◆ Excerpt provided ◆
►

Compiling with NVCC for Double Precision

I’m trying to change a kernel from single precision to double precision floating point, and I’m having trouble getting the right results to my vector.

Let’s start off with the basics, I’m using 32bit linux (ubuntu). When I type nvcc --version it says Cuda Compilation tools, release 2.2 V0.2.1221. My graphics card is a GTX 285. Stop me here if this isn’t going to work.

Continuing on I compile with the following:
nvcc -arch sm_13 -o my_cuda_blas.o -c -I/usr/local/cuda/include -I/usr/local/cuda/common/inc

Anything not look right so far?

Those compilation arguments should be correct.

So there is no issues with compiling for double precision from a 32bit linux distro, nor am I using the wrong version of NVCC?

OK then, moving on to the more complicated stuff…

This is just a matrix vector multiply of sparse matrix stored in vectors. I allocated the vectors using

cublasAlloc(…) with element sizes of doubles, and initiated their values to 1 just for testing.

I read the vectors back using cublasGetVector(…) with element sizes of double, etc and all works OK, so I’m assuming my vectors are correctly stored.

Now, the last line where storing back to b[index], it used to be b[index]=res; but that wasn’t working so I changed it to 3.0 just to make sure I could store 3 to the output vector elements.

__global__ void Mat1x1VecMultKernel ( double * matrix, unsigned int size_matrix,

									  uint2 * rowptr, unsigned int size_rowptr,

									  unsigned int * colind, unsigned int size_colind,

									  double * x, double * b, unsigned int size_vec ) {

	// Thread index

	const unsigned int index = compute_thread_index ();

	if ( index < size_vec ) {

		uint2 rowptr_bounds = rowptr[index];

		double res = 0.0;

		// for each block of the block_row, mult

		for ( unsigned int i=rowptr_bounds.x; i<rowptr_bounds.y; i++ ) { 

			res += matrix[i]*x[colind[i]];


		b[index] = 3.0;   // res;



(this kernel was not originally my own creation , but from the cnc number cruncher project)

◄

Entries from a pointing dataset

►

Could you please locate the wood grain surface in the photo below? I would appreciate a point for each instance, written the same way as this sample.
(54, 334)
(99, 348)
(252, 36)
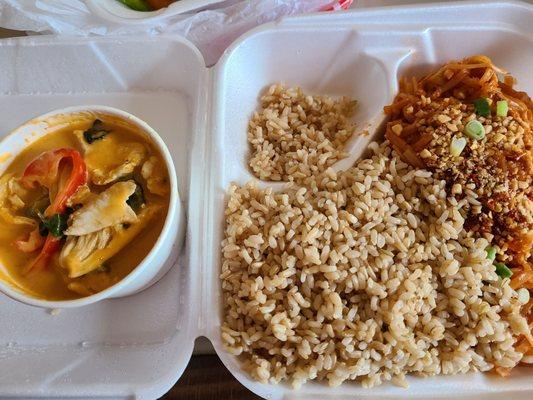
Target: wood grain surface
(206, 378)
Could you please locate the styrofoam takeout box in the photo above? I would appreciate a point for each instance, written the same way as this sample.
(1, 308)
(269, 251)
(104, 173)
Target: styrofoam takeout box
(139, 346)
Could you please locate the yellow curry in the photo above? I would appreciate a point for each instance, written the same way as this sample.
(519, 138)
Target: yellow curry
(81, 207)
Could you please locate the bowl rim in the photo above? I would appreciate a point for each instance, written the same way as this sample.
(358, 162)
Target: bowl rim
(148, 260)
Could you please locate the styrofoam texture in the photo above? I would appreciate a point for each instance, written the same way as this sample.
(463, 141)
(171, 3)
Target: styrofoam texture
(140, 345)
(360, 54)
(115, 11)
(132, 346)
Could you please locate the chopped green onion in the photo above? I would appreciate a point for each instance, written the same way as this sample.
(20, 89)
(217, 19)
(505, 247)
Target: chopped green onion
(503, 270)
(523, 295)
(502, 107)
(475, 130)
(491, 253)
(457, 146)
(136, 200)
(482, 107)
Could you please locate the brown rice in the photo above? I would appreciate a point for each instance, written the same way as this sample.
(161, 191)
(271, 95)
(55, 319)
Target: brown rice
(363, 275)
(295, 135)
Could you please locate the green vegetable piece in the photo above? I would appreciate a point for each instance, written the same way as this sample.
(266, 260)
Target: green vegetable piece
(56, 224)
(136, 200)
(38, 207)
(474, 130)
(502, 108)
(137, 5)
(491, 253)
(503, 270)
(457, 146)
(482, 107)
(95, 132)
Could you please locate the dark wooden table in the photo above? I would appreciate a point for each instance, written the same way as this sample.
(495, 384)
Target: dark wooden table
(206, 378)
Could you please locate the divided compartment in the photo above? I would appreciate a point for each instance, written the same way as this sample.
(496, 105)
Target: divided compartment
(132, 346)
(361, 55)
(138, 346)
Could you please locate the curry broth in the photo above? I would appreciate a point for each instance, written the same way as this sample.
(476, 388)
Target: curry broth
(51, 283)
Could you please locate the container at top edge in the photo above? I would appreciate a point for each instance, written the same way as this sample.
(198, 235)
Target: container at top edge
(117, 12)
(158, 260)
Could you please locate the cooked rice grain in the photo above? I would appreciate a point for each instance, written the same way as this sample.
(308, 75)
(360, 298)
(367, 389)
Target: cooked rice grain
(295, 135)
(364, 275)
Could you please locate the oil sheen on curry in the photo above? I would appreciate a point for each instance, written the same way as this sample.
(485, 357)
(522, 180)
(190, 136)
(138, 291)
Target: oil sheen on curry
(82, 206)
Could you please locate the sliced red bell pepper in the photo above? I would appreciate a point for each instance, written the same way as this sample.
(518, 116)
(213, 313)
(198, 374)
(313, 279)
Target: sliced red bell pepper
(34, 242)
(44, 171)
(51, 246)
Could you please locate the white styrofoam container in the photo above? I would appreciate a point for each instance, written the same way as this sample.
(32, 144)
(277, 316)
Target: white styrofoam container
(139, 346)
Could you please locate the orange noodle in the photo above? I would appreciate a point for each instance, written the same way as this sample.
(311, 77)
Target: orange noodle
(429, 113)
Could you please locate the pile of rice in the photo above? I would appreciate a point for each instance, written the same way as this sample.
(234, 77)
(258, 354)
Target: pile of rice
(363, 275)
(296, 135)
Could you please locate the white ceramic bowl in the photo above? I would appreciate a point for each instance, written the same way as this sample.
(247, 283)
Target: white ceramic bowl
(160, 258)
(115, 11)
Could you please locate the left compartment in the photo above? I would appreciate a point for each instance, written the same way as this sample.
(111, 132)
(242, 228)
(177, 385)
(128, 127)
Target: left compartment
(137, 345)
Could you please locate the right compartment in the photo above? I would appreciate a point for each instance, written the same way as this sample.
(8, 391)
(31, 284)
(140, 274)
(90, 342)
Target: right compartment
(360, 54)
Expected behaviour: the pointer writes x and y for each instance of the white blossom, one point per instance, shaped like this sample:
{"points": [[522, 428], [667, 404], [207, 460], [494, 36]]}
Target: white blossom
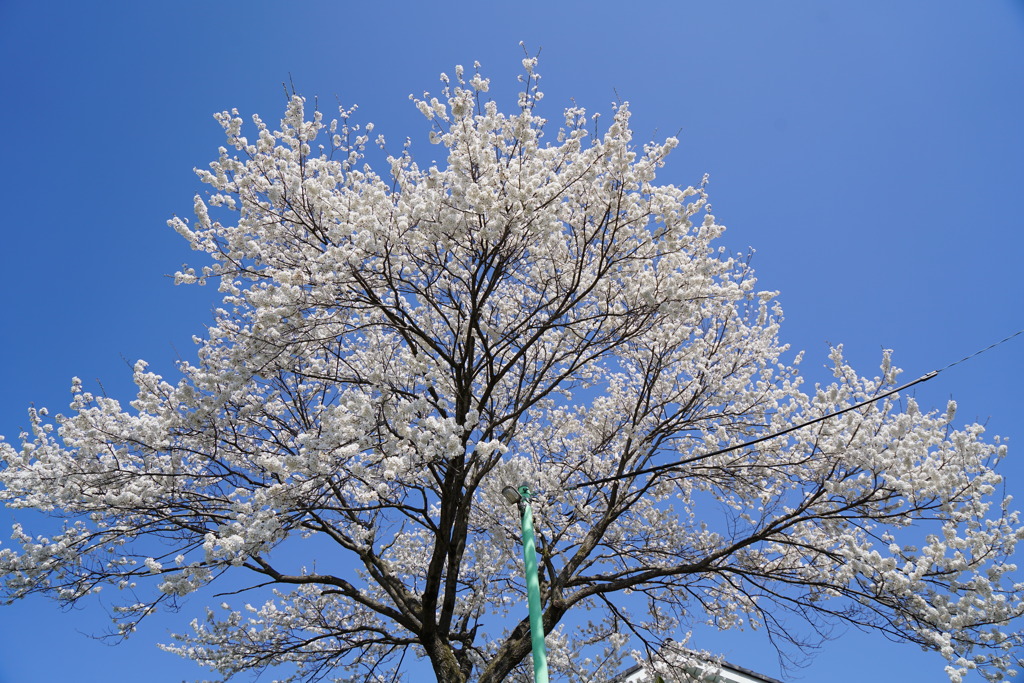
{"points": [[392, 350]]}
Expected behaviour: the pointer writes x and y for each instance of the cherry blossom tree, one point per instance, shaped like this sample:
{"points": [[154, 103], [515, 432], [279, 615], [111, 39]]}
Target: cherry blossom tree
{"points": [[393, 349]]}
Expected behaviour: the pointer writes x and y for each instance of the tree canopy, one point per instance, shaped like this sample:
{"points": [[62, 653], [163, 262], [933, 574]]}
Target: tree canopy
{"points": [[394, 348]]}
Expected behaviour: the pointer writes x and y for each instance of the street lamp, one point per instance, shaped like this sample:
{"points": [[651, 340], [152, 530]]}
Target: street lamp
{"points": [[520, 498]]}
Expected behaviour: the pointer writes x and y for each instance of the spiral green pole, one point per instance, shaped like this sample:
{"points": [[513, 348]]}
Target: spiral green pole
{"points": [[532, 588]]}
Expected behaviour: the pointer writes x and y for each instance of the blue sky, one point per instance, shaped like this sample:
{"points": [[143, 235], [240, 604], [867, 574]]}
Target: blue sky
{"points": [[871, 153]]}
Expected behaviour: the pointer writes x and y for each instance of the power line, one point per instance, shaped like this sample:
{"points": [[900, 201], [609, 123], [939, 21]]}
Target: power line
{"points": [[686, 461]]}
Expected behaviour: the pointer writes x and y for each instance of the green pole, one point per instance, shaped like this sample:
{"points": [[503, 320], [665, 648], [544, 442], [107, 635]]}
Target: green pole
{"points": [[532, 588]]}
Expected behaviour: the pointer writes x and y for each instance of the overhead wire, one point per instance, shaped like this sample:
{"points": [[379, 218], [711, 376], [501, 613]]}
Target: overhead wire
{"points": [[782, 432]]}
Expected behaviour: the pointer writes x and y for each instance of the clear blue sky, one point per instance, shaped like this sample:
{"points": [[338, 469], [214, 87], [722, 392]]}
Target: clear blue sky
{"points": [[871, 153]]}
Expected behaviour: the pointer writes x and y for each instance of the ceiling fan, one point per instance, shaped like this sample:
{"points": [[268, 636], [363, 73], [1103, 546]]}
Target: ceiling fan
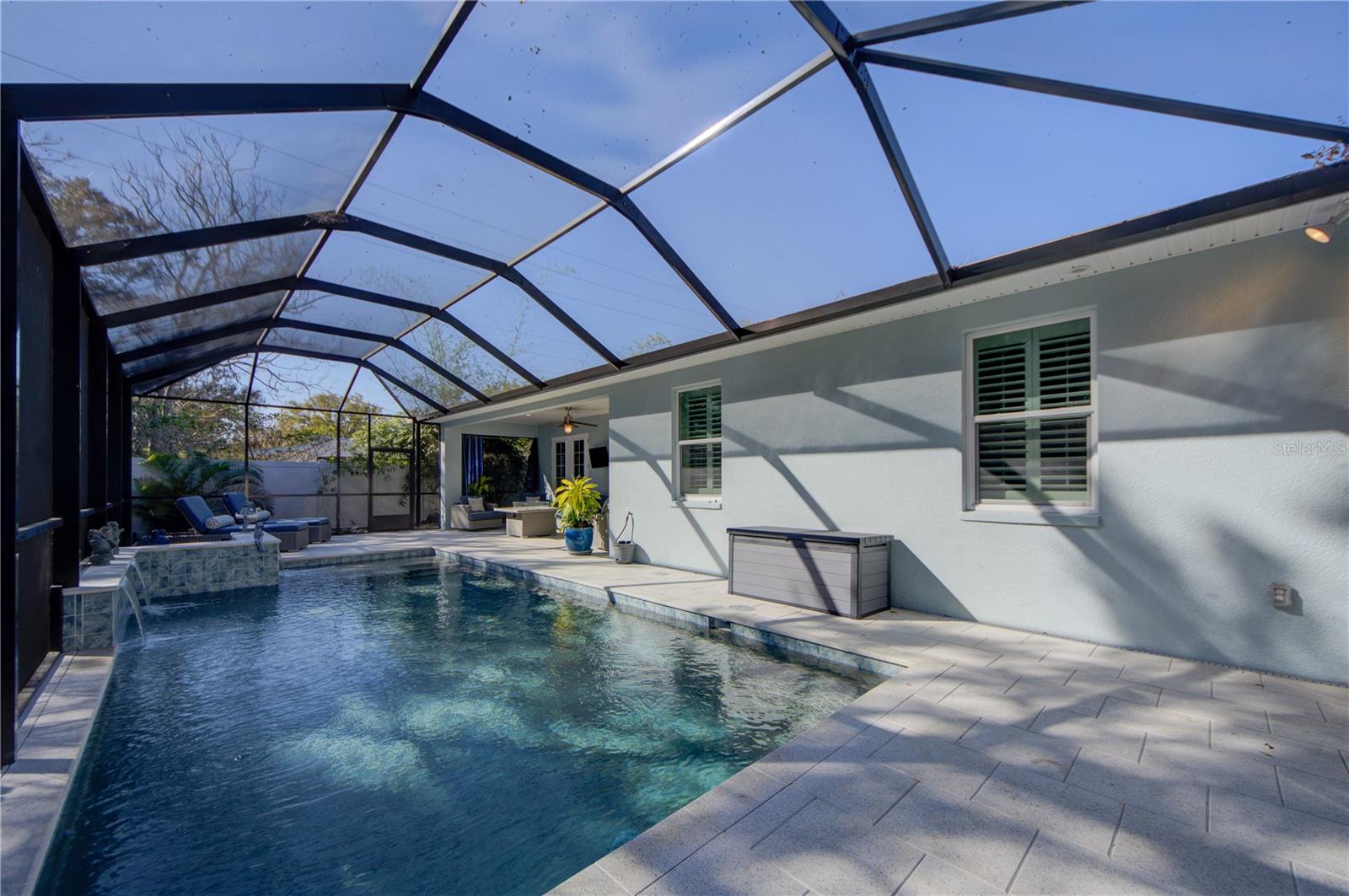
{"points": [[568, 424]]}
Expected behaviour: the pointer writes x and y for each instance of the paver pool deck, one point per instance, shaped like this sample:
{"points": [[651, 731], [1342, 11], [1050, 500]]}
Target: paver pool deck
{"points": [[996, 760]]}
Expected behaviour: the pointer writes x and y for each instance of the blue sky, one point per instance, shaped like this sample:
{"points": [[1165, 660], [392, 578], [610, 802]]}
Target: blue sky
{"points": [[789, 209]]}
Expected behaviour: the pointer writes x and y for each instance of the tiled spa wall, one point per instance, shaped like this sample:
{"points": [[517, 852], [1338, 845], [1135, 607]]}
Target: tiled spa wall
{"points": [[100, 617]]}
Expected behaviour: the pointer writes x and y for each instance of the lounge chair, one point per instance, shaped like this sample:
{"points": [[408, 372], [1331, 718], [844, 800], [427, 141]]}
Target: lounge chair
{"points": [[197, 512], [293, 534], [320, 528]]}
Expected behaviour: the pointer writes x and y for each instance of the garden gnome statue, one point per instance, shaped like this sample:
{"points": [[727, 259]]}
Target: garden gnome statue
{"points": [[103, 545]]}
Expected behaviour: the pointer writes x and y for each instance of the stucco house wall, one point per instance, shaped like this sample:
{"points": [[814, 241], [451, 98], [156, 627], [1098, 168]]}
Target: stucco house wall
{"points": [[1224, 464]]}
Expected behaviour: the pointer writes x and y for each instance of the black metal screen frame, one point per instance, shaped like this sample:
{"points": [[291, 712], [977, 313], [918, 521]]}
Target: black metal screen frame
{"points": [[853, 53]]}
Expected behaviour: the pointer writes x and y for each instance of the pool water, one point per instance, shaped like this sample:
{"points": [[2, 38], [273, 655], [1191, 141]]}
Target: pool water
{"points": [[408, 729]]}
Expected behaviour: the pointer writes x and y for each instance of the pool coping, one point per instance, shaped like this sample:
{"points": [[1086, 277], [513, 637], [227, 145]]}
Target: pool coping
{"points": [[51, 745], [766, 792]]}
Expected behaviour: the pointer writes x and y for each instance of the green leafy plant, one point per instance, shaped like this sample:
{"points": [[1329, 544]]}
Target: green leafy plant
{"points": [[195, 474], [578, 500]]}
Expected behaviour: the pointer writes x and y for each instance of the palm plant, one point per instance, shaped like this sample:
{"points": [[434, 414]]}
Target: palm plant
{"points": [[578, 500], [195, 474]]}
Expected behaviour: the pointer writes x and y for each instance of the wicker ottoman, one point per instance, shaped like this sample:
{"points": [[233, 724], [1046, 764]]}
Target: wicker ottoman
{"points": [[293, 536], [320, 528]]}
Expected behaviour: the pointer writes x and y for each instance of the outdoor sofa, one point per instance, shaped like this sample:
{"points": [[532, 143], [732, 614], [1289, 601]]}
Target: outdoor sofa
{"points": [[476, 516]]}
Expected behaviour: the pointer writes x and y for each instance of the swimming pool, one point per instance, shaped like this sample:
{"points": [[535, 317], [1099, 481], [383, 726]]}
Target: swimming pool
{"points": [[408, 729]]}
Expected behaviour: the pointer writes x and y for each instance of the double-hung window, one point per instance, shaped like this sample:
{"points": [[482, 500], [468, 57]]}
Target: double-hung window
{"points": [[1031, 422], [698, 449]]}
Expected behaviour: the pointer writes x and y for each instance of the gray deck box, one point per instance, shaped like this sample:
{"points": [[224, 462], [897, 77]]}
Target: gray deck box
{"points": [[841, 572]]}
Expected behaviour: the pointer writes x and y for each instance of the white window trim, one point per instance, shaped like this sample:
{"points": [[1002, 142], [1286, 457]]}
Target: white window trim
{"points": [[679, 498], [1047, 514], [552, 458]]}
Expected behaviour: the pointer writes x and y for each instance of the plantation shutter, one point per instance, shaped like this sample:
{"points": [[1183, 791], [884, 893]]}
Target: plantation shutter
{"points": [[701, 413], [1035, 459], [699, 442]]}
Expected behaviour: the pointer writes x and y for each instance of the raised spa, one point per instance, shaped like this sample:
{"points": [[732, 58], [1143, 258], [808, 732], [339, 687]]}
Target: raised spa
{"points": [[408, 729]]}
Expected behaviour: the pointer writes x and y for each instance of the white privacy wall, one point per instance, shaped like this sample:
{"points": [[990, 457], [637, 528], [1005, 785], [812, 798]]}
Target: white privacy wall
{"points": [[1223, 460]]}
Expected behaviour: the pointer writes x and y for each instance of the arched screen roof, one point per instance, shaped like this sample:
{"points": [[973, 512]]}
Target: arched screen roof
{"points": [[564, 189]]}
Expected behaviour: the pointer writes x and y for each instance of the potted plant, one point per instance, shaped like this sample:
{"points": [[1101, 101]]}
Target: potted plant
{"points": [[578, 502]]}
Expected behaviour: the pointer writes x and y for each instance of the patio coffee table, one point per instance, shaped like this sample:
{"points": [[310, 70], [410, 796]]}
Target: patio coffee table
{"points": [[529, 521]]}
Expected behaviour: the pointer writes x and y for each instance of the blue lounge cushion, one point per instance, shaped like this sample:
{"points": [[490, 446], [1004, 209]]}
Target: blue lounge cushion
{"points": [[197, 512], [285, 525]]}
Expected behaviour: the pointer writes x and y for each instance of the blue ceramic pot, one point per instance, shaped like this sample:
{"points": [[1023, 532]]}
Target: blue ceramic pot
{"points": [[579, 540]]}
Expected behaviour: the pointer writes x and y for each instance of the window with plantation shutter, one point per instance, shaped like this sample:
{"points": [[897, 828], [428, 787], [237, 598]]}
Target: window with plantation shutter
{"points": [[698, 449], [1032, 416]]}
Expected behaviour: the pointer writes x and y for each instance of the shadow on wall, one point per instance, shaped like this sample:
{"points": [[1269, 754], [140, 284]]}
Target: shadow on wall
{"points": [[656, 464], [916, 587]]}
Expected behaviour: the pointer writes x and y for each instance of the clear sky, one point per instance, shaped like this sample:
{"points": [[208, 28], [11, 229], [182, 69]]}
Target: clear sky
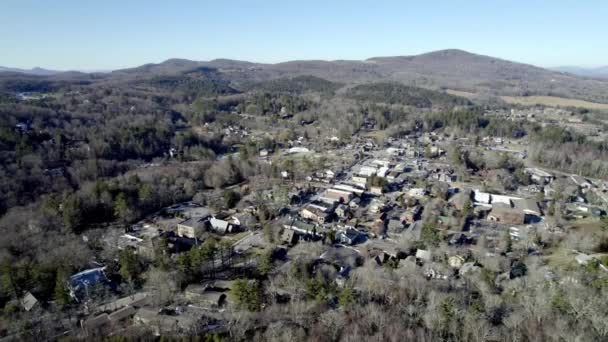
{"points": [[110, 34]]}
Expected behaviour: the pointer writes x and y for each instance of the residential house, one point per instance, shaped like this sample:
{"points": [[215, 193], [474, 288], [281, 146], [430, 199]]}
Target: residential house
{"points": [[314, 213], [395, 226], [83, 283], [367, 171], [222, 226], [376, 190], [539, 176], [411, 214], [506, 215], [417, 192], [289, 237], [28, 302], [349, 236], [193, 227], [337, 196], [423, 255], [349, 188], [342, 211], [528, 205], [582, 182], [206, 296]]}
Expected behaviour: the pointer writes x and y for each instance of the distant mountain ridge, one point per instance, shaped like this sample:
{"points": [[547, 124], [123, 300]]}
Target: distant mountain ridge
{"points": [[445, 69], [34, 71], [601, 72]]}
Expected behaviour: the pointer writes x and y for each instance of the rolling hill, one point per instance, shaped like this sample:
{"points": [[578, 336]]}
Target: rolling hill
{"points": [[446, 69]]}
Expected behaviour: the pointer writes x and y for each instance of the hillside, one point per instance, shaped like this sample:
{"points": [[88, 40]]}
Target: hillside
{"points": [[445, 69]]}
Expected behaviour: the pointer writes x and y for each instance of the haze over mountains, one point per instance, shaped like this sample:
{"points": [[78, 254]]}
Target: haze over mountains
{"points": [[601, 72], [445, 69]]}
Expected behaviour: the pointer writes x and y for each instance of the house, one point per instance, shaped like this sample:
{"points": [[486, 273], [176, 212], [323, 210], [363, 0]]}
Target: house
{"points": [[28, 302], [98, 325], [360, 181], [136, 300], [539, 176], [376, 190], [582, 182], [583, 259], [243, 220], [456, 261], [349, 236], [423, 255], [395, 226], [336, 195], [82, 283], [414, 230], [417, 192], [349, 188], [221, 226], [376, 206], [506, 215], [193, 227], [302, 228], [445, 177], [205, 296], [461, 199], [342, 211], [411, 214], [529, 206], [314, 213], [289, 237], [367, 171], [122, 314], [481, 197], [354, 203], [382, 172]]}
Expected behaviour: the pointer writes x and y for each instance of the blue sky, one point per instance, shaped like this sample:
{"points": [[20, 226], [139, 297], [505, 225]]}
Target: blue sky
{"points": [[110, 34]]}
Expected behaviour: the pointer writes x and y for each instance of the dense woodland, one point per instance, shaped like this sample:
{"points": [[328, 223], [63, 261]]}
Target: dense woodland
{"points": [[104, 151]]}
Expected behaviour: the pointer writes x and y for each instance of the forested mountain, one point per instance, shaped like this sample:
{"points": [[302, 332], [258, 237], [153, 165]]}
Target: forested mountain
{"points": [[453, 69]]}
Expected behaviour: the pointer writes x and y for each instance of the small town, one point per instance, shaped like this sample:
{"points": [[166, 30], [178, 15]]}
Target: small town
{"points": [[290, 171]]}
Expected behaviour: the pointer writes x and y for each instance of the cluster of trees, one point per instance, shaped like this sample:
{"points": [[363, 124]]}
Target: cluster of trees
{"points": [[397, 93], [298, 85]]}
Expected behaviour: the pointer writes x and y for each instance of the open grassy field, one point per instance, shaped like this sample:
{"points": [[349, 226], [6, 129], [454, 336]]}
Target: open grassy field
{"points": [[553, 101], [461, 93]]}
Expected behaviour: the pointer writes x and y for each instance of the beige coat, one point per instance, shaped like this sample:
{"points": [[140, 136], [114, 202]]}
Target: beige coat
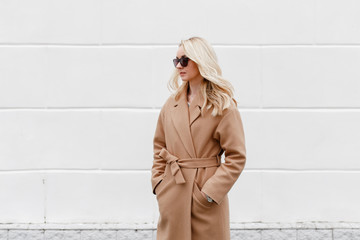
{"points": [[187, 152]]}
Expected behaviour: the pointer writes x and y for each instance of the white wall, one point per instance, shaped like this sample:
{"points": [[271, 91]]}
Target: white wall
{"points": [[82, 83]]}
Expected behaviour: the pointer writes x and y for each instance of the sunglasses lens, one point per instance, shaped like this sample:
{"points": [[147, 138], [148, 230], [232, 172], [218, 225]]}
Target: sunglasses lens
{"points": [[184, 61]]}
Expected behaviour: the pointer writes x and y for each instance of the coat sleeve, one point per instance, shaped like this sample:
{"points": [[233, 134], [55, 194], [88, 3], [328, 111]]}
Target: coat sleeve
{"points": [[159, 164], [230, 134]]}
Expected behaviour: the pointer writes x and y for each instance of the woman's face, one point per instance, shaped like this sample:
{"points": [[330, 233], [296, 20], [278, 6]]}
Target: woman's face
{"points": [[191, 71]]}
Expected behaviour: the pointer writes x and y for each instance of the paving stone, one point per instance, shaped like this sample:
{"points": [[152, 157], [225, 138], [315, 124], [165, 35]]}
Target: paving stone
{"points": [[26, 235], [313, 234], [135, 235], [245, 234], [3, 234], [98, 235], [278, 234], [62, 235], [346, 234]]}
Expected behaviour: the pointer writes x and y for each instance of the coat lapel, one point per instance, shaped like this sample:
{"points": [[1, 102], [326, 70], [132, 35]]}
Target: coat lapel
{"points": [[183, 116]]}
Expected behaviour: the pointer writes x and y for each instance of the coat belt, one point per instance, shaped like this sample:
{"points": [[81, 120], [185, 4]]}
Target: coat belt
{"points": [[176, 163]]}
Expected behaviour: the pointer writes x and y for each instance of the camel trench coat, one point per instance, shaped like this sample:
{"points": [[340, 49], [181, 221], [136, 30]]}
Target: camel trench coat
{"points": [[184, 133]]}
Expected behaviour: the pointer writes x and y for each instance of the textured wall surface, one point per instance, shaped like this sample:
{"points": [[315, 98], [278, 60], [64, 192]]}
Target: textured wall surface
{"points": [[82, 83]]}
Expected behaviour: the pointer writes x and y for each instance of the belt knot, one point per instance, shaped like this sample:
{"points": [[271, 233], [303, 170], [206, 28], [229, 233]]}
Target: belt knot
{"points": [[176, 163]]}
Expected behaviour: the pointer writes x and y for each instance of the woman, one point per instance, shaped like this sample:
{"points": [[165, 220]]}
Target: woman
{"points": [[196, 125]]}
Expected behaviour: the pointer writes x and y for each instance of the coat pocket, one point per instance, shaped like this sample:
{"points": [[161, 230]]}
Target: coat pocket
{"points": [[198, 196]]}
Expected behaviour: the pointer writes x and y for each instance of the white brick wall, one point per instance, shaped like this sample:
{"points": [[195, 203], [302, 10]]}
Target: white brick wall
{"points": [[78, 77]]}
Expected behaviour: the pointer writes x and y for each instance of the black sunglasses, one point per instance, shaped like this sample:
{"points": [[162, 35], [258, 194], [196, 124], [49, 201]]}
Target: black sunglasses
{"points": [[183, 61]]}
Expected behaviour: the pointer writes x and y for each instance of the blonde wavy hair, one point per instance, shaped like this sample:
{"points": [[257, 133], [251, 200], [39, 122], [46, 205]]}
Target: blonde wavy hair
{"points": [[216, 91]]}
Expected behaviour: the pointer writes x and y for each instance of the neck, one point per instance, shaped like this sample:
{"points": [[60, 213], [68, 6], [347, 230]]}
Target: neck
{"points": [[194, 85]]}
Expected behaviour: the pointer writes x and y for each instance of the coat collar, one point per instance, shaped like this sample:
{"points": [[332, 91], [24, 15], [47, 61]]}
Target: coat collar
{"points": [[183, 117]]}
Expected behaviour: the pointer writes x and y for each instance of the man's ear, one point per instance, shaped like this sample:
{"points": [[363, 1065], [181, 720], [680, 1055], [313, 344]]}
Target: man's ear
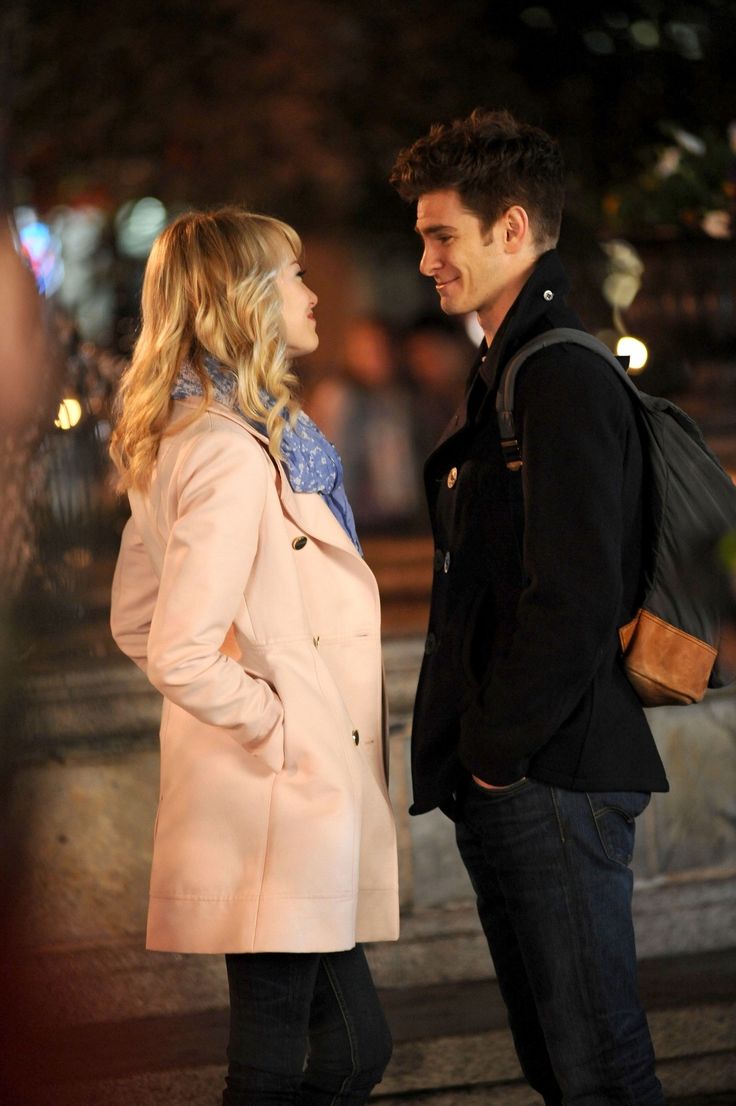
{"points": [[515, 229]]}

◄

◆ What is being asked ◆
Reproduce the NVCC double-precision thread from "This is just" through "output vector elements.". Nothing in the records is needed here.

◆ Response below ◆
This is just a matrix vector multiply of sparse matrix stored in vectors. I allocated the vectors using

cublasAlloc(…) with element sizes of doubles, and initiated their values to 1 just for testing.

I read the vectors back using cublasGetVector(…) with element sizes of double, etc and all works OK, so I’m assuming my vectors are correctly stored.

Now, the last line where storing back to b[index], it used to be b[index]=res; but that wasn’t working so I changed it to 3.0 just to make sure I could store 3 to the output vector elements.